◆ INSTRUCTIONS ◆
- a) In the forum reply below, list every tool named after the words "plus new stuff using".
- b) Print the portion of the forum reply below between "What a lot of" and "from Markov Hardburn.", inclusive.

Re: Perl cgi without mod_perl, your experience
by hardburn (Abbot) on Jun 22, 2004 at 13:06 UTC

    My company's site doesn't quite make your definition of "busy" (we peak around 25k hits per day, and 10-15k is average), but here is my experiance anyway: mod_cgi can keep up. We're running several flat-file databases, some very old code written by people who were inspired by Matt Wright, plus new stuff using HTML::Template, MySQL, PostgreSQL, and CGI::Application. So we've got a little of everything. I haven't noticed the production server hitting significant load averages under mod_cgi.

    What a lot of people miss about mod_perl is that it isn't just about speed. That's an important point over the inefficient mod_cgi model, but there's something much cooler in mod_perl: being able to dig in Apache's internals. You've no idea how much flexibility this can provide until you understand it.

    send money to your kernel via the boot loader.. This and more wisdom available from Markov Hardburn.

      Nice one!

      (we peak around 25k hits per day, and 10-15k is average),
      The numbers you gave are helpful indicators, thanks!

◆ Records from a collection ◆
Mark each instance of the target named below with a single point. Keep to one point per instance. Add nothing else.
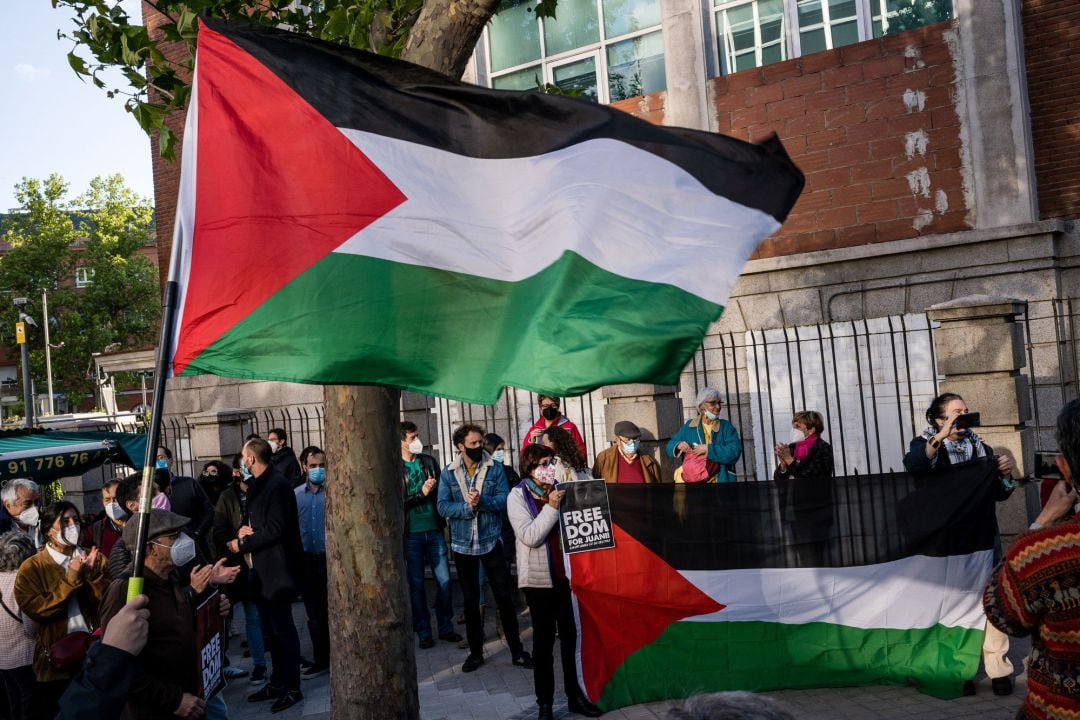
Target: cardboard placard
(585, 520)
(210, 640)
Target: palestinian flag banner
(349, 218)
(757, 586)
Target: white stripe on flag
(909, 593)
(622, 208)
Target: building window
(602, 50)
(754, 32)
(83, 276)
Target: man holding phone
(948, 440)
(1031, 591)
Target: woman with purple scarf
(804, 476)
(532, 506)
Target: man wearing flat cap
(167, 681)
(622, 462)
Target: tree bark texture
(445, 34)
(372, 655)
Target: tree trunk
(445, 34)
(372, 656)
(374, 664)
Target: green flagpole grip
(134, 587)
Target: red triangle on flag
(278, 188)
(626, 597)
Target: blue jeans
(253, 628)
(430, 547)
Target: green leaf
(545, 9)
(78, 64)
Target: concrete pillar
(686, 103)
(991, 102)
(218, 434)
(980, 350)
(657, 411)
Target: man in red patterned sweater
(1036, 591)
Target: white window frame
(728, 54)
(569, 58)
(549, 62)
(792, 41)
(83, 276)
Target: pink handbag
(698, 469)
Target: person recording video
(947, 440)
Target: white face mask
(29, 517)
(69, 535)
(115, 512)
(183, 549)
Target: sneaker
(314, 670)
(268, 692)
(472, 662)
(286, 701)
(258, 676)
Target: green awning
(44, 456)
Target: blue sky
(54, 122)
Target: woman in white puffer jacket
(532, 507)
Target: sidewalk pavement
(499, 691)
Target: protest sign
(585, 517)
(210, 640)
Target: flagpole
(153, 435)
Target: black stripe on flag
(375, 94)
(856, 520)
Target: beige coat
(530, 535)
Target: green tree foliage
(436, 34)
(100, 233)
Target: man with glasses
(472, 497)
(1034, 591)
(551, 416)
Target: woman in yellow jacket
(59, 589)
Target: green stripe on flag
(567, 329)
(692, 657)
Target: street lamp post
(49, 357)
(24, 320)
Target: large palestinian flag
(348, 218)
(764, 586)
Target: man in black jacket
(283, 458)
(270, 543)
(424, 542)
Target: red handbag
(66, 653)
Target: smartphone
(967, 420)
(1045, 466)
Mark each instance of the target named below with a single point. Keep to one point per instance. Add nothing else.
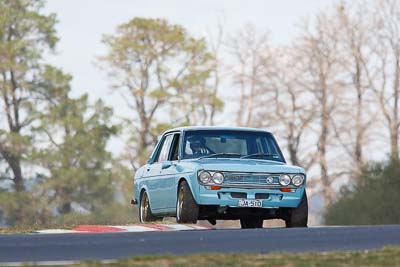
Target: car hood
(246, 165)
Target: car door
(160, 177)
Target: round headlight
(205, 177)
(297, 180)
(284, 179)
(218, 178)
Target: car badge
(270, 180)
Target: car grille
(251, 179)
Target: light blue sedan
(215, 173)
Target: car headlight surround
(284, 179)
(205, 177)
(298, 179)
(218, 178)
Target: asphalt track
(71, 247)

...

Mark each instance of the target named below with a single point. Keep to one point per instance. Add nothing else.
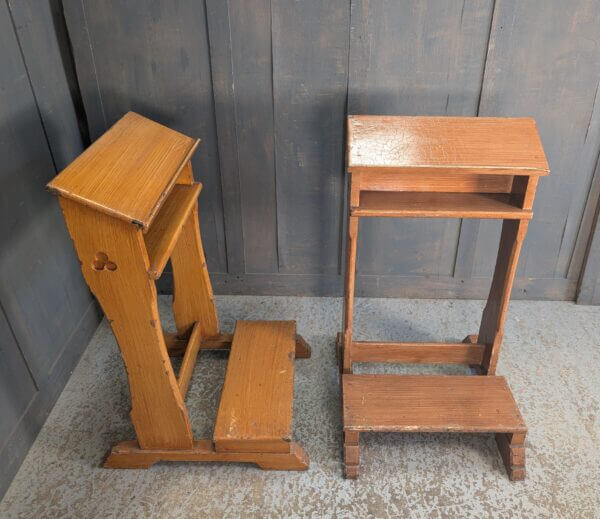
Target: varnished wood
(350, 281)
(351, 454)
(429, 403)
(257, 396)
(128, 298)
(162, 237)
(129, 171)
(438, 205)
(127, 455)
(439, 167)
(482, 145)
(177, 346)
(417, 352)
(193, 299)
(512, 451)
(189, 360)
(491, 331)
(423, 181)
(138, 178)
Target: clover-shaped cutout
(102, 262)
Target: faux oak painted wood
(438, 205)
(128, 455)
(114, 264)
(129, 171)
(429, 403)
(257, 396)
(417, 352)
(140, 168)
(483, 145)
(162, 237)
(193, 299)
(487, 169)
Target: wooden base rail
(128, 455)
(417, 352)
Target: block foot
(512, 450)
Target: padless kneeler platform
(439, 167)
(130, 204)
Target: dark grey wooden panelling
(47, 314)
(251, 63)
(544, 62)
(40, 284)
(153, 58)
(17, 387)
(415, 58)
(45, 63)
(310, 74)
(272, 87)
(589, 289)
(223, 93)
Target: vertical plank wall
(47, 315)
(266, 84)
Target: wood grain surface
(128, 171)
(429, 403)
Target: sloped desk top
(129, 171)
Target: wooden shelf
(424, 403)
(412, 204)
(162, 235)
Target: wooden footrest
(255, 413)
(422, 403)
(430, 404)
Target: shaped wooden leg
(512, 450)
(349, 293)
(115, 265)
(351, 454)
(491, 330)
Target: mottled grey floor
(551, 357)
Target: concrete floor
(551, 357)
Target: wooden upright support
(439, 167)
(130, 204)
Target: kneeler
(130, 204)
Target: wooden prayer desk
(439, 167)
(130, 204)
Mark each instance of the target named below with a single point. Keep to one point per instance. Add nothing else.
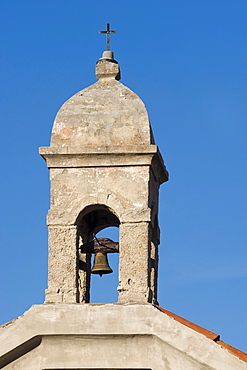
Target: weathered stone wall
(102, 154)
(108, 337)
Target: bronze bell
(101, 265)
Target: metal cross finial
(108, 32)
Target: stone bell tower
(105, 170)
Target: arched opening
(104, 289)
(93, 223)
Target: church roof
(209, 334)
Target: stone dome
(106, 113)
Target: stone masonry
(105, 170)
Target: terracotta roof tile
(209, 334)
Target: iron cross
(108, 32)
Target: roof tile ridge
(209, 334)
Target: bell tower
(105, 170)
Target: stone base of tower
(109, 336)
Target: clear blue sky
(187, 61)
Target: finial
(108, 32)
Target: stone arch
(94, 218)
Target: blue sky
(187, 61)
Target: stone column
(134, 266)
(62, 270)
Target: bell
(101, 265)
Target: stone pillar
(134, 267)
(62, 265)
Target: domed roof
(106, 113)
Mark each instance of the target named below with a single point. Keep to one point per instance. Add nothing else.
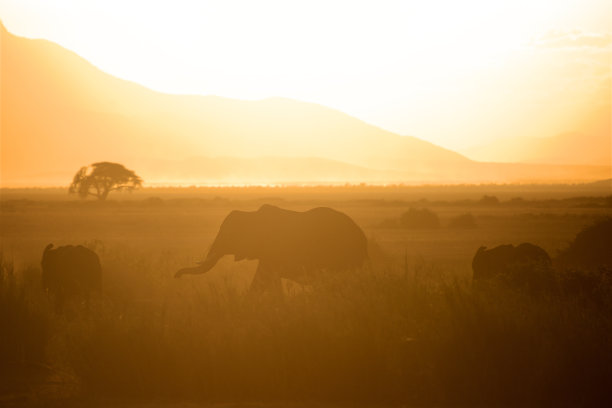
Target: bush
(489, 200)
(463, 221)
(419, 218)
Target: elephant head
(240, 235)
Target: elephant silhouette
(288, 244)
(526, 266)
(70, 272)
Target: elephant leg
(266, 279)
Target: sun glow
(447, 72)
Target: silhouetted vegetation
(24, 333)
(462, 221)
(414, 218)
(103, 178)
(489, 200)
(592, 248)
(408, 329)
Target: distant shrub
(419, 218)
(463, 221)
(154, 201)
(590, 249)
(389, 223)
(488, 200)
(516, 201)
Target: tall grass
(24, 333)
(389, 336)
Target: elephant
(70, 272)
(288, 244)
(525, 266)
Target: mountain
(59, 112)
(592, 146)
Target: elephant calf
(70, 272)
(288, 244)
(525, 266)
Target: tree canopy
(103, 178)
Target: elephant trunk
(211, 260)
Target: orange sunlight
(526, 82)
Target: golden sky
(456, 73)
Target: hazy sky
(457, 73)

* * *

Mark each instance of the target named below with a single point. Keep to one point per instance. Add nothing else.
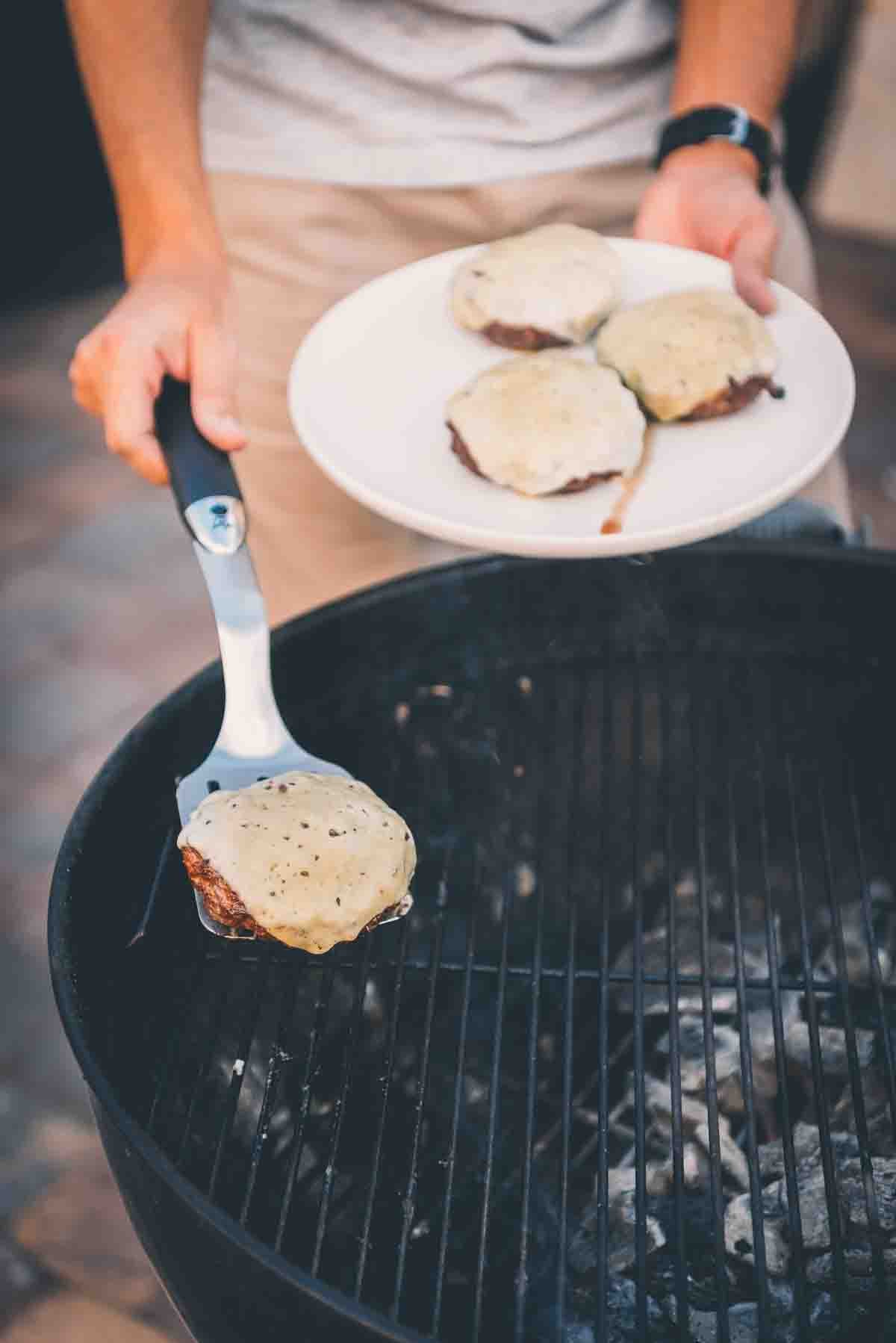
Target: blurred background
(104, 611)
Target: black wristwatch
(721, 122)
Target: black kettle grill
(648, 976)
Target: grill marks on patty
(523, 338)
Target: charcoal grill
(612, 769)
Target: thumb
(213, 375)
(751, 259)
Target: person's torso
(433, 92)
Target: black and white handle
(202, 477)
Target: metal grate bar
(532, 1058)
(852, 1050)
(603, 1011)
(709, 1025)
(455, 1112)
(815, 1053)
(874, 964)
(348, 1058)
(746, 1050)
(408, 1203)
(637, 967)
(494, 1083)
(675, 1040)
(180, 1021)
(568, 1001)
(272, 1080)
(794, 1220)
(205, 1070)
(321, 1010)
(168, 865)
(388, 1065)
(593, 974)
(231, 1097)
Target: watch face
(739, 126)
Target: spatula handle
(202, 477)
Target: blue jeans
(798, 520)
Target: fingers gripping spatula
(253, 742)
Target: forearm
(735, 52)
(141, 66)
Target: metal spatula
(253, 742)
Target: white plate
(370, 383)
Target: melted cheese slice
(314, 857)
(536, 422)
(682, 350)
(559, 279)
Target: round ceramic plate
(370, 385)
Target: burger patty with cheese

◆ EXPECTED OUTPUTS ◆
- a) HTML::Template, MySQL, PostgreSQL, CGI::Application

- b)
What a lot of people miss about mod_perl is that it isn't just about speed. That's an important point over the inefficient mod_cgi model, but there's something much cooler in mod_perl: being able to dig in Apache's internals. You've no idea how much flexibility this can provide until you understand it.

    send money to your kernel via the boot loader.. This and more wisdom available from Markov Hardburn.